◆ **EXTRAIT**:
↓↓↓
S'il est vrai qu'il y a toujours un degré de vie spirituelle en moins entre le clergé et le peuple catholique, après le vote de Dublin le 22 mai dernier, on devrait ajouter: «A un prêtre impie correspond un peuple apostat».

L'Irlande est en effet le premier pays dans lequel la reconnaissance juridique de l'union homosexuelle a été introduite non pas d'en haut mais d'en bas, par voie de référendum; mais l'Irlande est également un des pays où la tradition catholique est la plus ancienne et la plus enracinée, où l'influence du clergé sur une partie de la population est encore relativement forte.

Ce n'est pas une nouveauté que le «oui» au mariage gay ait été appuyé par tous les partis, de droite, du centre et de gauche; il n'est pas étonnant que tous les médias aient soutenu la campagne LGBT, ni qu'il y ait eu une massive intervention financière de l'étranger en faveur de cette campagne; il était prévisible que, 60% de la population ayant voté, seulement 37,5% des citoyens ont exprimé leur oui et que le gouvernement ait habilement brouillé les cartes, en introduisant en avril 2015 (cf. Le référendum irlandais au scanner ), un droit permettant l'adoption homosexuelle, avant la reconnaissance du pseudo-mariage gay. Ce qui suscite le plus de scandale, ce sont les silences, les omissions et la complicité des évêques et des prêtres irlandais pendant la campagne électorale.

Un exemple suffit pour tous. Avant l'élection, l'archevêque de Dublin Diamund Martin a déclaré qu'il voterait contre le mariage homosexuel, mais qu'il ne dirait pas aux catholiques comment voter ( LifeSiteNews.com, le 21 mai). Après le vote, il a déclaré à la télévision nationale irlandaise qu'«on ne peut pas nier l'évidence», et que l'Eglise en Irlande «doit faire face à la réalité». Ce qui s'est passé, a ajouté Mgr Martin, «n'est pas seulement le résultat d'une campagne pour un oui ou non, mais il témoigne d'un phénomène beaucoup plus profond» et donc «il faut également revoir la pastorale de la jeunesse: le référendum a été remporté avec le vote des jeunes et 90% des jeunes qui ont voté oui ont fréquenté les écoles catholiques» (/www.corriere.it).
↑↑↑
◆ **TÂCHE COURTE 1**: Pouvez-vous recopier les lignes, depuis la première jusqu'à celle qui contient "M 583 131 L" incluse, en remplaçant "blue sky" par "clear sky" sans rien changer d'autre ?
L'extrait et les lignes n'ont aucun rapport entre eux.

◆ **LIGNES SOURCES**:
↓↓↓
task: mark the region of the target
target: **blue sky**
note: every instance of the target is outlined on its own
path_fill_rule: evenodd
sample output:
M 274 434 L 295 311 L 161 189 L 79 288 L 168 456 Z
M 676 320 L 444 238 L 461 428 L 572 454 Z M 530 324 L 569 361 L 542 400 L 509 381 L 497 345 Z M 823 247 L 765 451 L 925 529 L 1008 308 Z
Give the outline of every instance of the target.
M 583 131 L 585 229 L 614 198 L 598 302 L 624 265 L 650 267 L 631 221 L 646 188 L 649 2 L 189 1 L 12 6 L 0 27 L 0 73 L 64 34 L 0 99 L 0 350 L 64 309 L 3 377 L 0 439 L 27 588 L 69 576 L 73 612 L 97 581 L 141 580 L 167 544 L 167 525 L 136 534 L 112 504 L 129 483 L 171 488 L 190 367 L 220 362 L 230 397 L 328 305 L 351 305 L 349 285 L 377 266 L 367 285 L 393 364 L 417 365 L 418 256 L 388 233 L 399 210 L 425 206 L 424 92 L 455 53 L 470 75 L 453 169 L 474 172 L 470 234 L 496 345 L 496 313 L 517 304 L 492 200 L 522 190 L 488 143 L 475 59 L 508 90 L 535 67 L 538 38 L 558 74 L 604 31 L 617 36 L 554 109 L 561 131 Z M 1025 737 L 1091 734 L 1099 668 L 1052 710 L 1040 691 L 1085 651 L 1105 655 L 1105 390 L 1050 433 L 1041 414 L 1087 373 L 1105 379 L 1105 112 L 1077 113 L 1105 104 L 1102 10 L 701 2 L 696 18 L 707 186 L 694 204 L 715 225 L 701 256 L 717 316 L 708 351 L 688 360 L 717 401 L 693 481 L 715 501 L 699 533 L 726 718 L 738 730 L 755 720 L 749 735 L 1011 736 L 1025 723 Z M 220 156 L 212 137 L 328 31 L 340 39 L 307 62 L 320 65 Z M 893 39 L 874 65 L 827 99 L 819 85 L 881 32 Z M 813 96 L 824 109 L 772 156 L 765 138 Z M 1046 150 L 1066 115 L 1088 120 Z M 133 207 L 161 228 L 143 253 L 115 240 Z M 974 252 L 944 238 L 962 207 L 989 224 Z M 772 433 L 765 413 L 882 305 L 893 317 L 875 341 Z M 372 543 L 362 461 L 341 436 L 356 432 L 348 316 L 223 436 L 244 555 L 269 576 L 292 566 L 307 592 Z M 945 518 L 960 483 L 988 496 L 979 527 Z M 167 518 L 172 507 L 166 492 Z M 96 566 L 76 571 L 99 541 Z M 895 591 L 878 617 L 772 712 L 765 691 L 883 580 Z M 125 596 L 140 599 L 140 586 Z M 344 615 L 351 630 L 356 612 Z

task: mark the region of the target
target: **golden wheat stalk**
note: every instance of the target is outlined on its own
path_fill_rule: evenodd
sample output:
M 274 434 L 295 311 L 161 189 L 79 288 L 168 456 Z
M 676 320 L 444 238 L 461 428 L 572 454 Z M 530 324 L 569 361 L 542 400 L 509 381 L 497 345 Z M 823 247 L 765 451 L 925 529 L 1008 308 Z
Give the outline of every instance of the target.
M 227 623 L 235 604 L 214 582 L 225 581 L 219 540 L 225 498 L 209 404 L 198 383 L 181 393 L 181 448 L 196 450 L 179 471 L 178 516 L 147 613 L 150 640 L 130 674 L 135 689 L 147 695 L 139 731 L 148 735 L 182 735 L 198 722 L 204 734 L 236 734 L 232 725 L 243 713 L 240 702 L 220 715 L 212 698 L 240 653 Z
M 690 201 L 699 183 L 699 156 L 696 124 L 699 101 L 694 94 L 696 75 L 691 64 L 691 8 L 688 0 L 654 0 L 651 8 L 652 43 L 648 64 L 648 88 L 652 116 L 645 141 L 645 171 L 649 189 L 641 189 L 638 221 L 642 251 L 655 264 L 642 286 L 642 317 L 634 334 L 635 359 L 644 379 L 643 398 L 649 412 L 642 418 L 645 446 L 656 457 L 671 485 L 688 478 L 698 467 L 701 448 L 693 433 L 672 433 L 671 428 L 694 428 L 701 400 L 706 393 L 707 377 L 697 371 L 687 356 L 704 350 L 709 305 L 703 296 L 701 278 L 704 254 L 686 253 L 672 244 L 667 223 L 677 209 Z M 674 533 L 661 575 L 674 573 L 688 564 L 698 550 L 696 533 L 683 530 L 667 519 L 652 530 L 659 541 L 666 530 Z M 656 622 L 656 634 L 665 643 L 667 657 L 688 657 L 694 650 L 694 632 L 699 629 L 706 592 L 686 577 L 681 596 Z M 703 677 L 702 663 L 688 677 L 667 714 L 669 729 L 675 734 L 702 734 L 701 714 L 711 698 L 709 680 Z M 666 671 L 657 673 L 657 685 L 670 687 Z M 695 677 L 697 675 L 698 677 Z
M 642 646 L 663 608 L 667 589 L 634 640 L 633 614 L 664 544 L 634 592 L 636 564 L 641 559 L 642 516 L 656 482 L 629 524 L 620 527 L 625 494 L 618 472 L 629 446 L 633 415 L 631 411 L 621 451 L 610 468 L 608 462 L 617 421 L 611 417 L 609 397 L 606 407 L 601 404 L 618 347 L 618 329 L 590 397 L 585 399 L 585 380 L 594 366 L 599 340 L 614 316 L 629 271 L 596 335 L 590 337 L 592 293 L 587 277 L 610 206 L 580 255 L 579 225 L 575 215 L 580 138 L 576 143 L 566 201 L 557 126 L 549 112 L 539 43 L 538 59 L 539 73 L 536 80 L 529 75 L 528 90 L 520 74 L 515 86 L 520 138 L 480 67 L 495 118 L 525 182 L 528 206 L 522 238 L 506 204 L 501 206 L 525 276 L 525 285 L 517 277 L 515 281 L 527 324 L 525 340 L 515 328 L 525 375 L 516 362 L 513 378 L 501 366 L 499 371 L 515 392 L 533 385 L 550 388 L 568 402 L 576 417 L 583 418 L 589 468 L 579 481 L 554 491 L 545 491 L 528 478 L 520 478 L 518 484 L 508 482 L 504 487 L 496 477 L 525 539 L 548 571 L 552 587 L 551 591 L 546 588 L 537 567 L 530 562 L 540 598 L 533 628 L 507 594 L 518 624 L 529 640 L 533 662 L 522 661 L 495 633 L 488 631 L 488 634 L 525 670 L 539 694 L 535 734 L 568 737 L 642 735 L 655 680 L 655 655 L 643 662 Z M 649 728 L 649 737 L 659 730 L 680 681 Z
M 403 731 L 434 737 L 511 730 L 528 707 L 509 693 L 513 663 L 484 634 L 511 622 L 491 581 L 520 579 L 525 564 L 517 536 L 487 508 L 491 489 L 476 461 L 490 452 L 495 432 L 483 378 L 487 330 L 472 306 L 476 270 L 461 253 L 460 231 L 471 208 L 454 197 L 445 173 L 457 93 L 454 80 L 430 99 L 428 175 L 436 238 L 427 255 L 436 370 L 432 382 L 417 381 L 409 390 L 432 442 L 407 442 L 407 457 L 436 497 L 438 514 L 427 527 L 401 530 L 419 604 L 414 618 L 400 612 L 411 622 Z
↑↑↑
◆ **TÂCHE COURTE 2**: Pourriez-vous prolonger l'extrait sur le référendum irlandais à partir de sa dernière phrase ?

◆ **RÉPONSE 1**:
task: mark the region of the target
target: **clear sky**
note: every instance of the target is outlined on its own
path_fill_rule: evenodd
sample output:
M 274 434 L 295 311 L 161 189 L 79 288 L 168 456 Z
M 676 320 L 444 238 L 461 428 L 572 454 Z M 530 324 L 569 361 L 542 400 L 509 381 L 497 345 Z M 823 247 L 765 451 L 925 529 L 1008 308 Z
Give the outline of every instance of the target.
M 583 131 L 585 229 L 614 198 L 598 302 L 624 265 L 650 267 L 631 221 L 646 188 L 649 2 L 189 1 L 12 6 L 0 27 L 0 73 L 64 34 L 0 99 L 0 350 L 64 309 L 3 377 L 0 439 L 27 588 L 69 576 L 73 612 L 97 581 L 141 580 L 167 544 L 167 525 L 136 534 L 112 504 L 129 483 L 171 488 L 190 367 L 220 362 L 230 397 L 328 305 L 351 305 L 349 285 L 377 266 L 367 285 L 393 364 L 417 365 L 418 256 L 388 233 L 399 210 L 425 206 L 424 92 L 455 53 L 470 75 L 453 169 L 474 172 L 470 234 L 496 345 L 496 313 L 517 304 L 492 200 L 522 190 L 488 143 L 475 59 L 508 90 L 535 67 L 538 38 L 558 74 L 604 31 L 617 36 L 554 109 L 561 131 Z M 1025 737 L 1091 734 L 1099 668 L 1052 710 L 1040 691 L 1085 651 L 1105 655 L 1105 390 L 1050 433 L 1041 414 L 1087 373 L 1105 379 L 1105 112 L 1077 113 L 1105 104 L 1102 10 L 701 2 L 696 18 L 707 186 L 694 204 L 715 225 L 701 256 L 717 316 L 708 351 L 688 360 L 717 401 L 693 481 L 715 501 L 699 533 L 726 718 L 738 730 L 755 720 L 749 735 L 1011 736 L 1025 723 Z M 220 156 L 212 137 L 328 31 L 340 39 L 307 62 L 320 65 Z M 893 39 L 874 65 L 827 99 L 819 85 L 881 32 Z M 813 96 L 824 109 L 772 156 L 765 138 Z M 1046 150 L 1066 115 L 1088 120 Z M 133 207 L 161 228 L 143 253 L 115 240 Z M 974 252 L 944 238 L 962 207 L 989 224 Z M 772 433 L 765 413 L 882 305 L 893 317 L 875 341 Z M 372 543 L 362 461 L 341 436 L 356 432 L 348 316 L 223 436 L 244 555 L 269 576 L 292 566 L 307 592 Z M 945 518 L 960 483 L 988 496 L 979 527 Z M 167 518 L 172 507 L 166 492 Z M 96 566 L 76 571 L 99 541 Z M 895 591 L 878 617 L 772 712 L 765 691 L 883 580 Z M 125 596 L 140 599 L 140 586 Z M 344 615 L 351 630 L 356 612 Z

◆ **RÉPONSE 2**:
Cette position reflète, de manière générale, et à quelques exceptions près, celle du clergé irlandais, qui a adopté la ligne souhaitée en Italie par le Secrétaire général de la CEI, Mgr Nunzio Galantino: éviter à tout prix la controverse et les affrontements: «il ne s'agit pas de jouer à qui crie le plus fort, les "pasdaran" des deux partis s'excluent d'eux-mêmes (cf. Après le référendum irlandais). Ce qui signifie, mettons de côté la prédication de l'Evangile et des valeurs de la foi et de la Tradition catholique, pour chercher un point de rencontre et de compromis avec nos adversaires.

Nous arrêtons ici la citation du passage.